═══ DOCUMENT EXCERPT
Читаем Doctor Wood. Modern Wizard of the Laboratory: The Story of an American Small Boy Who Became the Most Daring and Original Experimental Physicist of Our Day-but Never Grew Up полностью

In the early spring Wood and his wife made a trip to Sicily, and it was here, when the almond blossoms were pinkest, that he made his best and most striking infrared photographs, which were exhibited at the annual exhibition of the Royal Photographic Society a little later and published in the Illustrated London News. They stayed at the Hotel Politi in Syracuse, perched on the brink of the deep quarries of Latomia, in which the hundreds of Athenian prisoners were confined and starved to death after the defeat of Alcibiades by the Syracusians in 414 B.C.. In these quarries Wood made some striking infrared photographs.
══════
═══ INPUT ROWS
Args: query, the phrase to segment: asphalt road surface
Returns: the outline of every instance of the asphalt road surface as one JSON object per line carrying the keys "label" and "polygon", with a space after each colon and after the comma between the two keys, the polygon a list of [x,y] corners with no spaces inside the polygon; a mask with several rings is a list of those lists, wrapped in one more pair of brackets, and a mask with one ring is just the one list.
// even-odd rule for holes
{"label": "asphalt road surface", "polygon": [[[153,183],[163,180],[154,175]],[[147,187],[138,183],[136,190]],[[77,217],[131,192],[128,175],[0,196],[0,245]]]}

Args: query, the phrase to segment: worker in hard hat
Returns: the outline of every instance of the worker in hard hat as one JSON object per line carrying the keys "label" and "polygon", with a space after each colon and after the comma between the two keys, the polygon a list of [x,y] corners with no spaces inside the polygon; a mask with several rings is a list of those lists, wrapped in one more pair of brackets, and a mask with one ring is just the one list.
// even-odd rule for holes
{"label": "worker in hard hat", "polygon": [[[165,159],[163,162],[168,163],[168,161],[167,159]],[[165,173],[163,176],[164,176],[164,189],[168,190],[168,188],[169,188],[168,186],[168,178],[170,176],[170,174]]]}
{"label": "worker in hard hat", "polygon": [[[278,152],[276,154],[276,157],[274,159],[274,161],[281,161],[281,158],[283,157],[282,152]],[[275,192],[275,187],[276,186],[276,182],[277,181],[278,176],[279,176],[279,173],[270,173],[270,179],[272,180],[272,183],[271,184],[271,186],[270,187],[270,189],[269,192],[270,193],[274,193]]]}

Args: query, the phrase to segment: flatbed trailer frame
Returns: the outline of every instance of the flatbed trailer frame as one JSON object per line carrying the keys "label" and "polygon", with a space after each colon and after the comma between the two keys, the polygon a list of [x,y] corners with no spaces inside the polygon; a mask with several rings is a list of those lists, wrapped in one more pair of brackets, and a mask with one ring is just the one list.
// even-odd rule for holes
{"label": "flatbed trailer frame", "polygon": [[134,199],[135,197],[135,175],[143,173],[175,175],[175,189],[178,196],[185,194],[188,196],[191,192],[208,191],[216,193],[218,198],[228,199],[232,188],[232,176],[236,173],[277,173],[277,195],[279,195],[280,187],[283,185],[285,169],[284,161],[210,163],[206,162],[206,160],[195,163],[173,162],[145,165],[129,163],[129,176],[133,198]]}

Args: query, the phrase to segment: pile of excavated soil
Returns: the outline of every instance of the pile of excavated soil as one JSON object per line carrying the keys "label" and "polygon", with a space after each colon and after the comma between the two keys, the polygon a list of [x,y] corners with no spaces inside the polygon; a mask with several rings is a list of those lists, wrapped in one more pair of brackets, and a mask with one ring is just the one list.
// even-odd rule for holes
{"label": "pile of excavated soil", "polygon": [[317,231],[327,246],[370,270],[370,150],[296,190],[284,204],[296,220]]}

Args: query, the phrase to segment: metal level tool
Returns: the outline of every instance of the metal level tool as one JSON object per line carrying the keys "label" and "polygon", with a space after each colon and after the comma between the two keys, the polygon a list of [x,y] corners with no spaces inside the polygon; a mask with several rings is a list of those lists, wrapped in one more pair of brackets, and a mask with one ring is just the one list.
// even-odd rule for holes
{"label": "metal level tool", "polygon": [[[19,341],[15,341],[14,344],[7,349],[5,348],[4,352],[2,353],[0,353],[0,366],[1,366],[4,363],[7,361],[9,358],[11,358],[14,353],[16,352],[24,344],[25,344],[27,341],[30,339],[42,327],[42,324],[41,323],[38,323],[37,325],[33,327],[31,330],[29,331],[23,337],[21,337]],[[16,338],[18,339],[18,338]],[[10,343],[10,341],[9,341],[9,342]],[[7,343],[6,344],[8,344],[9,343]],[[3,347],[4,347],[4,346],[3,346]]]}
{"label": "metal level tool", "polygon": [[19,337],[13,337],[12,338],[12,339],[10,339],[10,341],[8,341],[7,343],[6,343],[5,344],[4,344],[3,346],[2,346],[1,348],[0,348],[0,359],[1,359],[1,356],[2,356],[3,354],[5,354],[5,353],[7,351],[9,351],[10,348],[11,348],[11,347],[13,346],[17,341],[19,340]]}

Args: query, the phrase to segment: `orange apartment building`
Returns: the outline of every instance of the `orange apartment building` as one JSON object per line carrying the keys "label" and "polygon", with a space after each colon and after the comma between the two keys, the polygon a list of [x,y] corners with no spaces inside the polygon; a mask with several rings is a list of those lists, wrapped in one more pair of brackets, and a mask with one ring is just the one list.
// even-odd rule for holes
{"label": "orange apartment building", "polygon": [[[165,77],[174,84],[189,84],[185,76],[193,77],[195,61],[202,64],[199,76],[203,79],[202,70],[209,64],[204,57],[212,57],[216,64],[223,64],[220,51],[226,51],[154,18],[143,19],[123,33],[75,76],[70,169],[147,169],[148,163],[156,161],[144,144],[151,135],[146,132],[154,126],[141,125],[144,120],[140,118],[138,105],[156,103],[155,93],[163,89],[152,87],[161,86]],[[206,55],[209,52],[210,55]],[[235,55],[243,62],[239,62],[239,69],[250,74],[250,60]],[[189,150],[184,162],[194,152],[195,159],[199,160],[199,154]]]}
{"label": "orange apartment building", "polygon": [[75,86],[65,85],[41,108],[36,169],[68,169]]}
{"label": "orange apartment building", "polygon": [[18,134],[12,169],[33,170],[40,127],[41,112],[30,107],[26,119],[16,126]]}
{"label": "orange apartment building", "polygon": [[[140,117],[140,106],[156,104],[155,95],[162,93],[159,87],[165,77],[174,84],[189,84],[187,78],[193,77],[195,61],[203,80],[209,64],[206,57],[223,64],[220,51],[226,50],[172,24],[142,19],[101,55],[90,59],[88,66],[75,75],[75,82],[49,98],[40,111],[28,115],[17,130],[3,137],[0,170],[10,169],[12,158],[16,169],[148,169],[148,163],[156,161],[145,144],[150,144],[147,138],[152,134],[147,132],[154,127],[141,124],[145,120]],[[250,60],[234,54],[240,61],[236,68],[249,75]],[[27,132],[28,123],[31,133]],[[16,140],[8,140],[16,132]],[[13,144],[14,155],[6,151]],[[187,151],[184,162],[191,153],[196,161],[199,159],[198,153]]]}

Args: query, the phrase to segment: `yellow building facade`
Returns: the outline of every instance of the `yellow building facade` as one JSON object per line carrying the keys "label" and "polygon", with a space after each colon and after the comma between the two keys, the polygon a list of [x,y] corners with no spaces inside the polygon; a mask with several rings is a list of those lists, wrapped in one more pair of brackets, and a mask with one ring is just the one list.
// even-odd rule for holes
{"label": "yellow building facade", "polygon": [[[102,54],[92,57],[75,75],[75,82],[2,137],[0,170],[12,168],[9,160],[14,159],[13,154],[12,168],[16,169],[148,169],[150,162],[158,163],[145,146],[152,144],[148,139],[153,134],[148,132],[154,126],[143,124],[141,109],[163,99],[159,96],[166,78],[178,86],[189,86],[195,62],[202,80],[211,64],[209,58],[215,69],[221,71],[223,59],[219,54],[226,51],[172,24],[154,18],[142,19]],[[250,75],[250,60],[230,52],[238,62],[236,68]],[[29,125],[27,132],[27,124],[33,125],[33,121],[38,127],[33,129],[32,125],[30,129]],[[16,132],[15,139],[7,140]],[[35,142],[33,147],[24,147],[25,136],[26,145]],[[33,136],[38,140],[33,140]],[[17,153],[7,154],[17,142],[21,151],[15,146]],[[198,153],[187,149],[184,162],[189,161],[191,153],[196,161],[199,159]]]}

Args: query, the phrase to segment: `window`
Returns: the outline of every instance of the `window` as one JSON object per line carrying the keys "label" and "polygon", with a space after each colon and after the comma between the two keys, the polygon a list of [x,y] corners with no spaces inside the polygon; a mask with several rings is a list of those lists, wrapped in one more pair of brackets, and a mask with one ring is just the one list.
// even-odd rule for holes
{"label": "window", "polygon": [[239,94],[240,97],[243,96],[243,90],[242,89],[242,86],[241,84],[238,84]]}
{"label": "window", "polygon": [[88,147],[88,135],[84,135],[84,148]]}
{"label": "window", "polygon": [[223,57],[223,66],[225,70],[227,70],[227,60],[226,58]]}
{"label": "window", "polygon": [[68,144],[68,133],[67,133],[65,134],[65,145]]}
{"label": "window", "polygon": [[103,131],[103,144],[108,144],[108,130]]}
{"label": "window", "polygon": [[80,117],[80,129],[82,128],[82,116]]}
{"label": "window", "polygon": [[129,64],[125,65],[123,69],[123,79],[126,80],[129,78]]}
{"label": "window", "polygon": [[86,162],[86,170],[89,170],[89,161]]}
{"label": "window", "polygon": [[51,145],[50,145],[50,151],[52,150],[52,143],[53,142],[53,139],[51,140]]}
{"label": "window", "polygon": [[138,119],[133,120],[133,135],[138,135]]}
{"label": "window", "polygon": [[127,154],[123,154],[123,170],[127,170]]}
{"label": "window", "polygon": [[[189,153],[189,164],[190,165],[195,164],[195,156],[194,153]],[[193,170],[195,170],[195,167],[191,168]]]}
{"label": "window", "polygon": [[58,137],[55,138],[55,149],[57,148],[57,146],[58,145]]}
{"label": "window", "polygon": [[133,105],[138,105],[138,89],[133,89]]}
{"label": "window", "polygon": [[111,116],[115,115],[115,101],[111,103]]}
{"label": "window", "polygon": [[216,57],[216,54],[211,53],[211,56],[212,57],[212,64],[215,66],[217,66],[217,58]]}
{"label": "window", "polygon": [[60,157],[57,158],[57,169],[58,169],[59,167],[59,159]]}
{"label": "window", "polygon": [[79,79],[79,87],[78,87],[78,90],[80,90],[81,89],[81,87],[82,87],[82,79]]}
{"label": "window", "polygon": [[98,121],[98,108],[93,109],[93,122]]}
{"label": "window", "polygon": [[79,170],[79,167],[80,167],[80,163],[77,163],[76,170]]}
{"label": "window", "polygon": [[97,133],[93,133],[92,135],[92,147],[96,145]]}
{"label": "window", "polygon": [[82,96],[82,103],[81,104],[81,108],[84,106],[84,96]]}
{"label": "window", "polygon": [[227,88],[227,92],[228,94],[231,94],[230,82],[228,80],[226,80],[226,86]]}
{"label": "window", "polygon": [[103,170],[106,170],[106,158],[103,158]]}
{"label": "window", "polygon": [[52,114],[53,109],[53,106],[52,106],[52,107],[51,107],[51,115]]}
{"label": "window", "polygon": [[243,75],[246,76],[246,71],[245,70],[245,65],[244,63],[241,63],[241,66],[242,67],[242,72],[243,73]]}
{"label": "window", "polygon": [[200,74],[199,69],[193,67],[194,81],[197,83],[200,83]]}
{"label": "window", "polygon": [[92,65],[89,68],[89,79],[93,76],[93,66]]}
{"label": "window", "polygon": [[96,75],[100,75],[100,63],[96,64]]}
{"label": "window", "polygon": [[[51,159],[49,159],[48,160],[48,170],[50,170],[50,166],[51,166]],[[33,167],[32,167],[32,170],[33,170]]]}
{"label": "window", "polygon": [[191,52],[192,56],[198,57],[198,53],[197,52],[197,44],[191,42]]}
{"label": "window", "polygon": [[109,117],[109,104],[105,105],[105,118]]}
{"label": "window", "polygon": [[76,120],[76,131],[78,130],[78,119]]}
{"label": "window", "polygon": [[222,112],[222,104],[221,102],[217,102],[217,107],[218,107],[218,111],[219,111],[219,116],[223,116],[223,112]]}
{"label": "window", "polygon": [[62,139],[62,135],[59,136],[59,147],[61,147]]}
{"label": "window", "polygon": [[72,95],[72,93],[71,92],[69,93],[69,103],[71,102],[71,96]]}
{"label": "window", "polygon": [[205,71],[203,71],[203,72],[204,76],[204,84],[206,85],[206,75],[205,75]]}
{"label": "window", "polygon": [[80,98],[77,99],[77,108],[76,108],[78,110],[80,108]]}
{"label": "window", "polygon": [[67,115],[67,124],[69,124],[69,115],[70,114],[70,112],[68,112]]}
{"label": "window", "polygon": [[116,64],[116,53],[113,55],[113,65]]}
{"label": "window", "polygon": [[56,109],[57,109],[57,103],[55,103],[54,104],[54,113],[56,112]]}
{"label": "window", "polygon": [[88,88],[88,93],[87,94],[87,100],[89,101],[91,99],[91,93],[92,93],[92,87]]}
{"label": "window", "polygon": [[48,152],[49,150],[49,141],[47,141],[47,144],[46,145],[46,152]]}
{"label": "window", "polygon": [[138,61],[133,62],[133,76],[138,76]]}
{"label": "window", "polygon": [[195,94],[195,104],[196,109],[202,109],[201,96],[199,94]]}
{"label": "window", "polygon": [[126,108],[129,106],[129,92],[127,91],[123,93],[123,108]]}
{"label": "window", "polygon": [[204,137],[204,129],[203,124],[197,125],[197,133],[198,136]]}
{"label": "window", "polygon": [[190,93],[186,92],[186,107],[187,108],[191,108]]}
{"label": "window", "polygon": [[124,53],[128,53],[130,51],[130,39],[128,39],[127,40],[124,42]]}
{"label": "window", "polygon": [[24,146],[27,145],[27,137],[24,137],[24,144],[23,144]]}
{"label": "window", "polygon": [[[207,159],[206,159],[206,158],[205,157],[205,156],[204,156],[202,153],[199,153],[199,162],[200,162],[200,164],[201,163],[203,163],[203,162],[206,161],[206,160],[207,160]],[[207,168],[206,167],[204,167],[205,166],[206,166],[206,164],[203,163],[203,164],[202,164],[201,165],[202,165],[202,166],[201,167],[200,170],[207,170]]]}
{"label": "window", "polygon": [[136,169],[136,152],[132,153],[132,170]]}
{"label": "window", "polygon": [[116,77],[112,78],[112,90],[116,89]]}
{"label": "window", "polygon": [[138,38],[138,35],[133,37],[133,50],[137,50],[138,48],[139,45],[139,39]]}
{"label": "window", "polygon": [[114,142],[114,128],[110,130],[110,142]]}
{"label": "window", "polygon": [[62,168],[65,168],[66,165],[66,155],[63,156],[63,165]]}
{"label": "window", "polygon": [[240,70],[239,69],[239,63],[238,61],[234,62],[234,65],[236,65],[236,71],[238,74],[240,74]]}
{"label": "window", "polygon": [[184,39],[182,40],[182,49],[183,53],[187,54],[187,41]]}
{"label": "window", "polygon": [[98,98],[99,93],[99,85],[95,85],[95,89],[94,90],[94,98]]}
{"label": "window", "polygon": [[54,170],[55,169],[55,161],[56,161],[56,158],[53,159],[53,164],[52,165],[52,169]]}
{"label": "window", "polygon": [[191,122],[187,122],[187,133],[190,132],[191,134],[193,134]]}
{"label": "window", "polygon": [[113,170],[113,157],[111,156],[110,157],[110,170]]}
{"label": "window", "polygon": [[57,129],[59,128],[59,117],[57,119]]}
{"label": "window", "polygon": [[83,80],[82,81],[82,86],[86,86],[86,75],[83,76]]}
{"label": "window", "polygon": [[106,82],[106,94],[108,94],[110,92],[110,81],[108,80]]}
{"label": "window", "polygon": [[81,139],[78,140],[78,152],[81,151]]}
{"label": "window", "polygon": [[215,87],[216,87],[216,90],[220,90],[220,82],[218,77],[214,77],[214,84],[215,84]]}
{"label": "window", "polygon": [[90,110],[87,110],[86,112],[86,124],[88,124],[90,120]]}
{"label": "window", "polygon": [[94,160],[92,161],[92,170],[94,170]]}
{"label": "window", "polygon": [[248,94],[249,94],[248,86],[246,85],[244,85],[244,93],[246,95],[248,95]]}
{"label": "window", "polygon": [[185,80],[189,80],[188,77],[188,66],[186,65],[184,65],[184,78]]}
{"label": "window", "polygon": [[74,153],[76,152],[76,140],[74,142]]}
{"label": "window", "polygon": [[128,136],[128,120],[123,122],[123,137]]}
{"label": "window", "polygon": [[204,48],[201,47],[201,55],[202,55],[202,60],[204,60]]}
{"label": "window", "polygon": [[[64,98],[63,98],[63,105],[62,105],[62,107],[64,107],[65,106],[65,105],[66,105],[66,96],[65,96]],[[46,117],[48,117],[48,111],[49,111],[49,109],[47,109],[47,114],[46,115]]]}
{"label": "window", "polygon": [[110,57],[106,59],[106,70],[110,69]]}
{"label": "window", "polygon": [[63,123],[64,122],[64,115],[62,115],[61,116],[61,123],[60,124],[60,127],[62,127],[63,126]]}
══════
GOAL A: Show every line in the records that contains the string "pile". Case matters.
GOAL B: Carry the passage about Wood's trip to Sicily further, starting right after its last sentence.

FINAL RESULT A:
Args: query, the phrase to segment: pile of excavated soil
Returns: the outline of every instance of the pile of excavated soil as one JSON object per line carrying the keys "label" and "polygon", with a space after each colon and after the comma between the two keys, the polygon a list of [x,y] corners with no spaces inside the polygon; a mask with several rings is a list of those lists, wrapped in one more pair of brackets, and a mask with one ring is just the one list.
{"label": "pile of excavated soil", "polygon": [[317,231],[327,246],[370,270],[370,150],[296,190],[284,204],[296,220]]}

FINAL RESULT B:
I was intrigued greatly (says Wood) by seeing what purported to be the tomb of Archimedes. Reading in boyhood in my father’s old copy of Arnott’s physics about the screw pump for raising water, invented by Ar-kimmy-des (as I always pronounced it), I had constructed one by winding a long piece of lead pipe in a spiral around an old rolling pin from the kitchen closet. History says Archimedes set little value on his mechanical inventions, regarding them as beneath the dignity of pure science, but they were the things that appealed to the popular imagination and have kept his name alive after a lapse of over two thousand years — rather than his contributions to geometry and mathematics.

* * *

Wood also is annoyed sometimes when his electrical thaw, his fish-eye views, his color photography process, and other mechanical inventions are stressed in the newspapers as his major achievements.

From Sicily they went to London early in May, 1911, where Wood had been invited to give one of the “Friday evening discourses” at the Royal Institution, founded in 1799 by Count Rumford.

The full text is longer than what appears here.